## Fragmento del texto
● ● ● ●
28/1/10

Luis es un hombre simple...y en eso está su grandeza.


Dicen que la única soledad indolora es la que uno mismo ha elegido. Luis Bermeo Tenesaca lo confirma con su vida. Su reciente jubilación le lleva a una inexorable soledad física, pero su corazón y su mente están colmados de recuerdos, añoranzas y planes que le harán compañía.


Luis trabajó 36 años en la Universidad de Cuenca y por su carácter cordial se ganó el cariño de autoridades, maestros y estudiantes. El pasado 2 de diciembre, fue el día de su condecoración.


Y entre tanto discurso desértico y ademán protocolario, se advirtió un oasis de sinceridad y espontaneidad ubicado en los ojos del Luchito. Al pronunciar sus agradecimientos se limitó a decir: “yo pasaré, recordaré y les saludaré. Porque son ustedes mi gran familia”.


En el sector de Sinincay, cerca del Cruce del Carmen, las calles estrechas y desprovistas de asfalto van acompañadas de un canal de agua. Los perros sedientos y los maizales secos seguramente agradecen la falta de alcantarillado.


Para llegar a la casa de Luis se debe recorrer un camino largo, sin embargo desde mucho antes de llegar los vecinos lo identifican fácilmente. Finalmente tras una capilla, está su casa. Dos perros encadenados, con ladridos incesantes, anuncian la llegada de un extraño. Enseguida, Luis asienta el vailejo con el que pegaba ladrillos en un pequeño baño, se lava las manos, ubica un par de sillas en el patio y se dispone a recordar.
● ● ● ●
## Registros proporcionados
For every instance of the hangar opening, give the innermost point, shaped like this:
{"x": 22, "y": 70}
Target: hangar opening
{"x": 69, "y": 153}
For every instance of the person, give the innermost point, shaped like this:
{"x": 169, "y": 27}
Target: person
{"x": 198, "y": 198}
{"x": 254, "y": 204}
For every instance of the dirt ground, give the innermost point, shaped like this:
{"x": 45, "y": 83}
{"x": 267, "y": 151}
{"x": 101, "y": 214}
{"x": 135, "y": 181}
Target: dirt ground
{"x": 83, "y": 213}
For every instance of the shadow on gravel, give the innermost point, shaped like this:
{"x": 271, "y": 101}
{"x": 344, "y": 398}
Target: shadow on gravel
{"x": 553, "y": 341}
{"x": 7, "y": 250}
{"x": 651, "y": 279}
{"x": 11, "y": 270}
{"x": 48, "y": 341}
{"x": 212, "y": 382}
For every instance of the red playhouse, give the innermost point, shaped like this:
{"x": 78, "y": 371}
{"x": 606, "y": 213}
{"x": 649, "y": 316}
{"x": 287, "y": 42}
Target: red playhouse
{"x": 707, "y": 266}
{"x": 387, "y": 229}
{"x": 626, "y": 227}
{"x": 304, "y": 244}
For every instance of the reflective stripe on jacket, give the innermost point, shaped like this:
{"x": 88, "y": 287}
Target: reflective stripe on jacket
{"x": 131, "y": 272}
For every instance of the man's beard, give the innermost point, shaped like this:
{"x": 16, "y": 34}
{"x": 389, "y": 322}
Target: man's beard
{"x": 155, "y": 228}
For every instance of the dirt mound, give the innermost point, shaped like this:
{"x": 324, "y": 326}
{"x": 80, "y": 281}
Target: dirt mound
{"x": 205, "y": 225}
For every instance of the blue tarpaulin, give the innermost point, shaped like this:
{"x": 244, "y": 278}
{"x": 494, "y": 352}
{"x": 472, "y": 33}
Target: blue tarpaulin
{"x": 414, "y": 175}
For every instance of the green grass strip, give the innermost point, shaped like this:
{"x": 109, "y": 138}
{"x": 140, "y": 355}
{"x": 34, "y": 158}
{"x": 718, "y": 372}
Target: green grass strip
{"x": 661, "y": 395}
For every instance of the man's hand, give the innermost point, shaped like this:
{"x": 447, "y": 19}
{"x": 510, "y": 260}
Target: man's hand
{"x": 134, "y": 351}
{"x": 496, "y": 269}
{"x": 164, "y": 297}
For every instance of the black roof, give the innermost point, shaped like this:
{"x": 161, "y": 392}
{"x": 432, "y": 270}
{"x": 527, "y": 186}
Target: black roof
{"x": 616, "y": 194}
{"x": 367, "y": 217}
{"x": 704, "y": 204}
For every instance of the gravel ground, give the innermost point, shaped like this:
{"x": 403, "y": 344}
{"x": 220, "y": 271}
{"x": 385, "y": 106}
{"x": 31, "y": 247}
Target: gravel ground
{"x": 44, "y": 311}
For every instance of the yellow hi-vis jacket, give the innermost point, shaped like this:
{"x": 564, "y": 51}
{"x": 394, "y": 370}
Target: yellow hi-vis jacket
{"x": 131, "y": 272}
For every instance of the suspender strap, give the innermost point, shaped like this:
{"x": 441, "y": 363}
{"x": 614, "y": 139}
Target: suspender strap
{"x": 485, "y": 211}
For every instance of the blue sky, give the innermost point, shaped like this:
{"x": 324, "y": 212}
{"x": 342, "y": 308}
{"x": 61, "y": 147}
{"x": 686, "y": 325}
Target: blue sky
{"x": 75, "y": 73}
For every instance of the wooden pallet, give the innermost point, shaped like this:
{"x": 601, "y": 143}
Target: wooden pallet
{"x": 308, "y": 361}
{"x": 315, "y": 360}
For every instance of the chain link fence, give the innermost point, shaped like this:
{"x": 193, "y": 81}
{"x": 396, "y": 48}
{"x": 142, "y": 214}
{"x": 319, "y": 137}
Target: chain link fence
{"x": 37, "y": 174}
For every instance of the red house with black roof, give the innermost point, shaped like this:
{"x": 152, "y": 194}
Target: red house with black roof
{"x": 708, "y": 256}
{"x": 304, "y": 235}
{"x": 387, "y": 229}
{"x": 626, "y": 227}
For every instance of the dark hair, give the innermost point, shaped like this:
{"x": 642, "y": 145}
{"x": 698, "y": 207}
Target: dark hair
● ● ● ●
## Tareas a realizar
1: Repite sin cambios todo lo que va desde "Y entre tanto" hasta "falta de alcantarillado." en el texto sobre la jubilación de Luis Bermeo.
2: Prosigue el texto sobre la jubilación de Luis Bermeo a partir de su última oración.

## Respuestas del ejercicio
1:
Y entre tanto discurso desértico y ademán protocolario, se advirtió un oasis de sinceridad y espontaneidad ubicado en los ojos del Luchito. Al pronunciar sus agradecimientos se limitó a decir: “yo pasaré, recordaré y les saludaré. Porque son ustedes mi gran familia”.


En el sector de Sinincay, cerca del Cruce del Carmen, las calles estrechas y desprovistas de asfalto van acompañadas de un canal de agua. Los perros sedientos y los maizales secos seguramente agradecen la falta de alcantarillado.

2:
Como todas las vidas, la de Luis está formada por alegrías y penas. Y como todas las memorias, la de Luis recuerda únicamente lo positivo y lo reciente. Pero algo que no se da en todos los casos, es que las buenas experiencias provengan del trabajo y no del día a día en el hogar. “Fui amigo de profesores y estudiantes, les tengo a cariño a todos mis compañeros y nunca tuve una pelea con nadie”.


Luis literalmente construyó las Facultades de Arquitectura e Ingeniería: entró a trabajar en la Universidad en 1973, como albañil, cuando éstas estaban en construcción. Posteriormente se integró a los talleres de mecánica, pintura y carpintería. Hasta que en 1986, y cuando ya “aborrecía estar de albañil”, se decidió a concursar para ser conserje de la Facultad de Filosofía. Presentó sus documentos y ganó el concurso. Pese a lo que muchos creen, Luis considera a su trabajo “agradable y no muy pesado”.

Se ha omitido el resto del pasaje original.